* [ASSIGNED TASK]
Within the material below, locate the line with "of the green" and the line with "the white snow", then return those two lines and all lines between them, exactly as written.

* [TASK INPUT]

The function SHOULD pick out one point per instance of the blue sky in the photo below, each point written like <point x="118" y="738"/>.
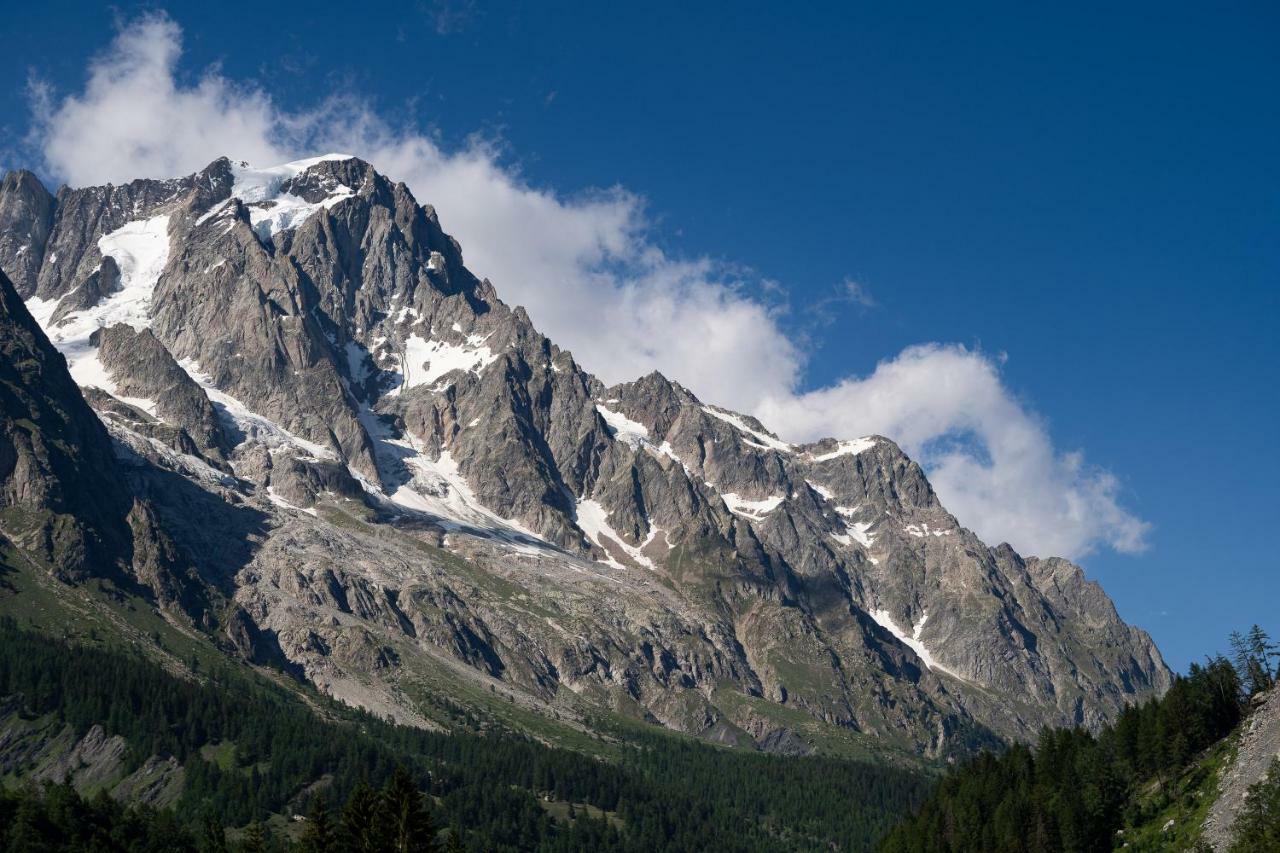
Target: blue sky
<point x="1086" y="199"/>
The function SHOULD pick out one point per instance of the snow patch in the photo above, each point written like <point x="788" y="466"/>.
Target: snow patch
<point x="848" y="448"/>
<point x="821" y="489"/>
<point x="141" y="250"/>
<point x="593" y="519"/>
<point x="272" y="210"/>
<point x="924" y="530"/>
<point x="251" y="424"/>
<point x="764" y="439"/>
<point x="622" y="428"/>
<point x="425" y="361"/>
<point x="913" y="642"/>
<point x="752" y="509"/>
<point x="284" y="505"/>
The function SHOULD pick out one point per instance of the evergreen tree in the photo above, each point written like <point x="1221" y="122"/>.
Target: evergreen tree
<point x="255" y="839"/>
<point x="408" y="825"/>
<point x="361" y="826"/>
<point x="320" y="834"/>
<point x="213" y="836"/>
<point x="1253" y="655"/>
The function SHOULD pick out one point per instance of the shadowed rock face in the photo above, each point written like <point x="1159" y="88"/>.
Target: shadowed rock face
<point x="63" y="497"/>
<point x="447" y="484"/>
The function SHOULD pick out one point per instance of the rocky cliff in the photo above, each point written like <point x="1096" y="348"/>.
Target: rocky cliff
<point x="384" y="469"/>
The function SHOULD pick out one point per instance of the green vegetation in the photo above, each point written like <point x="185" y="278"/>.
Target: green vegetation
<point x="1146" y="781"/>
<point x="255" y="755"/>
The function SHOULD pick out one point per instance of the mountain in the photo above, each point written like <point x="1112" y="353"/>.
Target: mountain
<point x="338" y="450"/>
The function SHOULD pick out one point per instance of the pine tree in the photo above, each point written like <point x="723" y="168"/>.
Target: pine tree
<point x="408" y="825"/>
<point x="213" y="838"/>
<point x="320" y="834"/>
<point x="255" y="839"/>
<point x="360" y="821"/>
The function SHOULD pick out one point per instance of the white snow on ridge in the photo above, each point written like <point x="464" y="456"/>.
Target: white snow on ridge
<point x="284" y="505"/>
<point x="750" y="509"/>
<point x="593" y="519"/>
<point x="848" y="448"/>
<point x="924" y="530"/>
<point x="254" y="425"/>
<point x="437" y="488"/>
<point x="425" y="361"/>
<point x="272" y="210"/>
<point x="625" y="429"/>
<point x="768" y="442"/>
<point x="141" y="250"/>
<point x="913" y="642"/>
<point x="821" y="489"/>
<point x="260" y="185"/>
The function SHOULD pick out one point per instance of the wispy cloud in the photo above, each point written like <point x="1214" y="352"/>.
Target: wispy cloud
<point x="592" y="276"/>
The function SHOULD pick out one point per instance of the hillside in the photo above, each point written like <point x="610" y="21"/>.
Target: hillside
<point x="128" y="705"/>
<point x="328" y="445"/>
<point x="1188" y="771"/>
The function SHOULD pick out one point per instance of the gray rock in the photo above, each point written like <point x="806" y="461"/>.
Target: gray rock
<point x="439" y="482"/>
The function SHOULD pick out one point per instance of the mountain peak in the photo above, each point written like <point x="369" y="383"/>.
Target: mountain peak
<point x="305" y="340"/>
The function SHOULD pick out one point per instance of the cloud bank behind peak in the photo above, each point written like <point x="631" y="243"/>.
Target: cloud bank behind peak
<point x="593" y="278"/>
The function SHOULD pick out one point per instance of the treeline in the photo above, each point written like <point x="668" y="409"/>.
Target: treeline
<point x="1073" y="790"/>
<point x="251" y="749"/>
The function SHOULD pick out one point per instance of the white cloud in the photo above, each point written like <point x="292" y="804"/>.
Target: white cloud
<point x="594" y="281"/>
<point x="990" y="459"/>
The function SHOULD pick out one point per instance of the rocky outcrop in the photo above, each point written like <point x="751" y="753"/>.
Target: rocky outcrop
<point x="62" y="493"/>
<point x="1257" y="749"/>
<point x="26" y="222"/>
<point x="391" y="470"/>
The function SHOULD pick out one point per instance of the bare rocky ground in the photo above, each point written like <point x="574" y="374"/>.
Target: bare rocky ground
<point x="321" y="439"/>
<point x="1260" y="746"/>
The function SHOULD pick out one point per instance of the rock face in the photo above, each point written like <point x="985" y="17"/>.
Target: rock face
<point x="1260" y="746"/>
<point x="393" y="471"/>
<point x="63" y="498"/>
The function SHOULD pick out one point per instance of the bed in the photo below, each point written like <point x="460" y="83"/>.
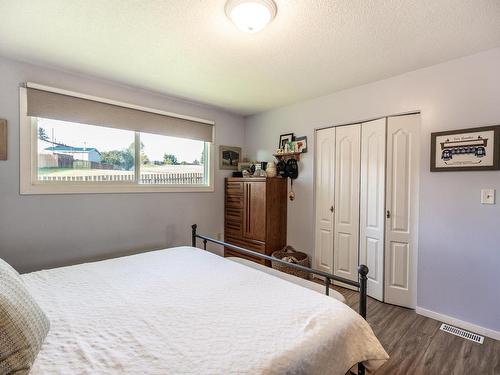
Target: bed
<point x="187" y="311"/>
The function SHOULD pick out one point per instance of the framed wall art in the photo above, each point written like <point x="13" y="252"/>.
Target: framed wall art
<point x="473" y="149"/>
<point x="285" y="139"/>
<point x="229" y="157"/>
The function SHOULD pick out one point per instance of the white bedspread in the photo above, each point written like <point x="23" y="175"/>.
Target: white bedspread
<point x="187" y="311"/>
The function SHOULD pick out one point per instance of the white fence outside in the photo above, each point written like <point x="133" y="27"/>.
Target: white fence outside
<point x="190" y="178"/>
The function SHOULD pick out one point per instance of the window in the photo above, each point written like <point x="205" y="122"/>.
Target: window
<point x="61" y="156"/>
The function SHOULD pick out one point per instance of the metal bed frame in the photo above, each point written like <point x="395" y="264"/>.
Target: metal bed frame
<point x="362" y="272"/>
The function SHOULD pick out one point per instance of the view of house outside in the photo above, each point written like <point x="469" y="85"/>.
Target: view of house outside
<point x="88" y="153"/>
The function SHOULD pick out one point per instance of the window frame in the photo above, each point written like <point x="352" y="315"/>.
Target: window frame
<point x="28" y="166"/>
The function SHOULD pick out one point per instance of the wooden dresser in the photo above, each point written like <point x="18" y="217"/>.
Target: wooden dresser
<point x="255" y="215"/>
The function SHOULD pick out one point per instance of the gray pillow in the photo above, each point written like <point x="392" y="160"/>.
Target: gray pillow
<point x="23" y="325"/>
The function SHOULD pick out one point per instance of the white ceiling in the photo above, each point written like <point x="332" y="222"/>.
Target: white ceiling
<point x="189" y="48"/>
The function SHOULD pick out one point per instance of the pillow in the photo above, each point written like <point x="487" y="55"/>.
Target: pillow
<point x="23" y="325"/>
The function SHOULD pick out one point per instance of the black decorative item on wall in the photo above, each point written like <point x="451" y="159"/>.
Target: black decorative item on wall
<point x="292" y="169"/>
<point x="281" y="168"/>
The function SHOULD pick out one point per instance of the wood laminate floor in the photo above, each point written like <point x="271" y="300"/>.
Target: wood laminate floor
<point x="417" y="346"/>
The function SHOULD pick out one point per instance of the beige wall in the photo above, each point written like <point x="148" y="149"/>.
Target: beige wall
<point x="459" y="239"/>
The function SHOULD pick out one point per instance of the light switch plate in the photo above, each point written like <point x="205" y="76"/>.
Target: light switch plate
<point x="487" y="196"/>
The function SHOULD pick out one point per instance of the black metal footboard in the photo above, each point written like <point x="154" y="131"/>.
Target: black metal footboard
<point x="362" y="271"/>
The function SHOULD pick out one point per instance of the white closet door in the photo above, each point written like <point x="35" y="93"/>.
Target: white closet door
<point x="324" y="193"/>
<point x="401" y="206"/>
<point x="347" y="169"/>
<point x="372" y="203"/>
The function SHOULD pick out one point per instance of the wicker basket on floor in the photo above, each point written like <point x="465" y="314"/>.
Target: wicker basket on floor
<point x="289" y="254"/>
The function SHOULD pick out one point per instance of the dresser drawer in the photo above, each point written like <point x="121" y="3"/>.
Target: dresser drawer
<point x="234" y="187"/>
<point x="234" y="201"/>
<point x="233" y="222"/>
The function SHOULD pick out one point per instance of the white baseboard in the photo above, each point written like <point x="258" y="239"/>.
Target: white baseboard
<point x="459" y="323"/>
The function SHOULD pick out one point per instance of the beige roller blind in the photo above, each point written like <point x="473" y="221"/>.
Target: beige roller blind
<point x="62" y="107"/>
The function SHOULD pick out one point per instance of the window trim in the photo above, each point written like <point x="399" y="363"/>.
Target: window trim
<point x="28" y="177"/>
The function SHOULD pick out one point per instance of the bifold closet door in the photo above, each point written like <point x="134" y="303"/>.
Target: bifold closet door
<point x="372" y="202"/>
<point x="401" y="205"/>
<point x="324" y="193"/>
<point x="346" y="228"/>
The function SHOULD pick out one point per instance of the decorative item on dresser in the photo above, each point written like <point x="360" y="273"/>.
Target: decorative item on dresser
<point x="255" y="215"/>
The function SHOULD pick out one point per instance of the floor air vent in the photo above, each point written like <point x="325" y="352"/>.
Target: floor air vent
<point x="462" y="333"/>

* [ANSWER SECTION]
The function SHOULD pick out one point per instance of the green vegetation in the photo above, each point written like <point x="185" y="278"/>.
Target: green vegetation
<point x="1146" y="781"/>
<point x="255" y="755"/>
The function SHOULD pick out one point per instance of the mountain in the photo above, each point written like <point x="1112" y="353"/>.
Target: mountain
<point x="338" y="450"/>
The function SHOULD pick out one point per instance of the pine tree in the photo above, each point written like <point x="723" y="168"/>.
Target: pine tree
<point x="408" y="825"/>
<point x="213" y="838"/>
<point x="320" y="834"/>
<point x="255" y="839"/>
<point x="360" y="821"/>
The function SHOULD pick out one point per instance of the white snow on ridge in the photo above, each point written like <point x="464" y="456"/>.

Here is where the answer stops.